━━━━━ Document passage ━━━━━

To arm you with the most, updated, easy-to-understand information about home sales tax, we turned to the National Society of Accountants.

The NSA’s Tax Line Help Desk independent consultant Don Schippa has researched tax issues for CPAs, tax attorneys, and other clients/professionals for nearly 40 years.

In that time, “One of the real estate questions that comes across my desk the most relates to the IRS code section 121 home sale exclusion,” Schippa begins. “In other words, the biggest concern a seller has is: Is my gain non-taxable?”

His simple, no-nonsense approach to home sales tax is invaluable in helping you understand and anticipate the federal tax factors that are likely to affect your home sale profits.

Because the issue can be quite complex, we’ll start by answering some common questions.

Can I claim expenses related to the sale of my home the same way I claim other deductions such as medical expenses?

The first part of figuring out how much taxes affect your profit starts with understanding how home sales taxes differ from other deductions.

Many taxpayers are used to thinking about reducing their tax burden by lobbing deductions — eligible expenses — against their income and revenue from other sources to come up with what they owe.

━━━━━

▶ **Your tasks**:
1. From the home sales tax passage, copy the text between "Because the issue" and "from other deductions.", inclusive.
2. Condense the paragraph of the home sales tax passage that begins "In that time" while keeping its main facts.

━━━━━ Information provided ━━━━━

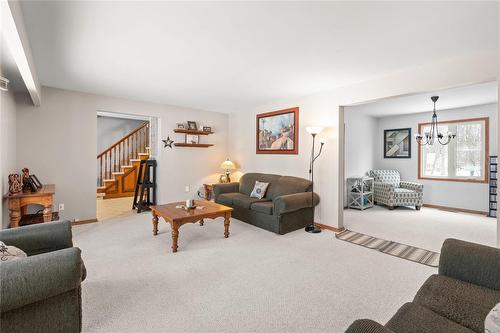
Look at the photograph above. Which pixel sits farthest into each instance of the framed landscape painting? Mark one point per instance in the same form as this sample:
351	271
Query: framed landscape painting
277	132
397	143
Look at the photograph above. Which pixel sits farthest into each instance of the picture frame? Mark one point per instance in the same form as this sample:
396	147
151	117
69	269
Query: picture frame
192	139
397	143
35	181
277	132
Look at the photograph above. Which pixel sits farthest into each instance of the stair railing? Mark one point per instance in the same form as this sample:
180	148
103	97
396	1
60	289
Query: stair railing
121	152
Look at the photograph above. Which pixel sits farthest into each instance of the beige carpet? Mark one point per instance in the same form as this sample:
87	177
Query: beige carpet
254	281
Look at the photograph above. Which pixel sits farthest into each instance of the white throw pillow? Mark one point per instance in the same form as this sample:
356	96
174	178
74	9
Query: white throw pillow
492	321
10	253
259	190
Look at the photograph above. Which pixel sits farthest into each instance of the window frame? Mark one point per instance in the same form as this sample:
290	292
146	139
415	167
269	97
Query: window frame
486	152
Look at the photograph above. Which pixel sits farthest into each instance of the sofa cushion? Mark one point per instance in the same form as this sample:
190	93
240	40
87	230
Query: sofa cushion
227	198
263	207
289	185
244	201
259	190
413	318
247	182
464	303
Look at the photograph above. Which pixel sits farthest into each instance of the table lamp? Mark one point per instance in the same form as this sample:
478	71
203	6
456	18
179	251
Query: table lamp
226	165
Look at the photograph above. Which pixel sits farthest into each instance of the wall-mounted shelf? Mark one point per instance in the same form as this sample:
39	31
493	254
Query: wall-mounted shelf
195	145
194	132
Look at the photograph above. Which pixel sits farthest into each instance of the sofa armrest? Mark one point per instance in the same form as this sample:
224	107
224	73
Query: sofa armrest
39	238
225	188
32	279
412	186
292	202
367	326
469	262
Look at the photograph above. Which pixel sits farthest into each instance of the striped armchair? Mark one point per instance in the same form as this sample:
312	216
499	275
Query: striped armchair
391	191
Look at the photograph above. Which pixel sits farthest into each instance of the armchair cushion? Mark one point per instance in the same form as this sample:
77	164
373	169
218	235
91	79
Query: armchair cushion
412	186
39	277
462	302
367	326
386	176
39	238
469	262
413	318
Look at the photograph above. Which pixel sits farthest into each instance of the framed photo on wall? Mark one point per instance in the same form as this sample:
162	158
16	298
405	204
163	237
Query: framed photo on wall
397	143
192	139
277	132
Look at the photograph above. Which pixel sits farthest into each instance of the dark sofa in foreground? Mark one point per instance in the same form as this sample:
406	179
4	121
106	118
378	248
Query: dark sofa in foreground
286	206
41	293
455	300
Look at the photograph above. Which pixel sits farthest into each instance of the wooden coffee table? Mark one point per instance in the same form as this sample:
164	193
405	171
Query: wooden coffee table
179	216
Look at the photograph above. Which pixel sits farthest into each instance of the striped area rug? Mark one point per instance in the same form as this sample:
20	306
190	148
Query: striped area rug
407	252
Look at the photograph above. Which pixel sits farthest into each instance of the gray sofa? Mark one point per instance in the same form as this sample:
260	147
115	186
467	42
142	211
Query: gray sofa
41	293
286	206
455	300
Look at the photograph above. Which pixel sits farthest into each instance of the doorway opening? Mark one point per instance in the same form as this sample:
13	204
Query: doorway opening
454	179
123	140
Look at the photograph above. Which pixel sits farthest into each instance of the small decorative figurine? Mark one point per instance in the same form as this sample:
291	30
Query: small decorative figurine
14	183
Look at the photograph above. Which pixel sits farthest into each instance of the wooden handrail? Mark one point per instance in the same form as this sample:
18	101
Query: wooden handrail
145	124
121	152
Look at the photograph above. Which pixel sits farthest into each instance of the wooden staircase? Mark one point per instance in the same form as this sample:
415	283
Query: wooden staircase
118	165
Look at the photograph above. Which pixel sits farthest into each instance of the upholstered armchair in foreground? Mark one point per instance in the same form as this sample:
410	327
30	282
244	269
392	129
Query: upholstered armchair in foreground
41	293
456	300
391	191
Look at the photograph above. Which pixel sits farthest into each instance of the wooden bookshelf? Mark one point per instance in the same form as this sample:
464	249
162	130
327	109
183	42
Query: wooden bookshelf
194	132
194	145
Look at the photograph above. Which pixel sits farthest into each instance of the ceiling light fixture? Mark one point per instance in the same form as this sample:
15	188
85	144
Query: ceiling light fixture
429	137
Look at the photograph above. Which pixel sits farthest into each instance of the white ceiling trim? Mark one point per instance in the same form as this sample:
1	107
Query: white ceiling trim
15	37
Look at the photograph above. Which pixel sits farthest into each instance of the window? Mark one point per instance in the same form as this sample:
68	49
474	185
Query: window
463	159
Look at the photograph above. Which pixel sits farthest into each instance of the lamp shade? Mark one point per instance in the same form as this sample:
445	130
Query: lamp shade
227	165
314	129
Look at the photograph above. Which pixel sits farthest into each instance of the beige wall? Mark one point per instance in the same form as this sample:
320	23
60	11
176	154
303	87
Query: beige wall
323	109
57	141
7	148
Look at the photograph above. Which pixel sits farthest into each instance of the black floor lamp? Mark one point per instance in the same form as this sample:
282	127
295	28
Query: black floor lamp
313	130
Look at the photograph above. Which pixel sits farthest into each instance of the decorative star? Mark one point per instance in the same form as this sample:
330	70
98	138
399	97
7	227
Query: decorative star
168	142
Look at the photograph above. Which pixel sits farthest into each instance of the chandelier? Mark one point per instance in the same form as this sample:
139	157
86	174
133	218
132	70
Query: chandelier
430	137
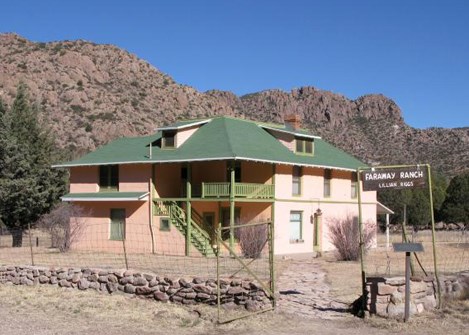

━━━━━

▶ **Responses**:
1.
Because the issue can be quite complex, we’ll start by answering some common questions.

Can I claim expenses related to the sale of my home the same way I claim other deductions such as medical expenses?

The first part of figuring out how much taxes affect your profit starts with understanding how home sales taxes differ from other deductions.

2. Schippa says the real estate question he receives most often concerns the IRS code section 121 home sale exclusion. Sellers mainly want to know whether their gain is non-taxable.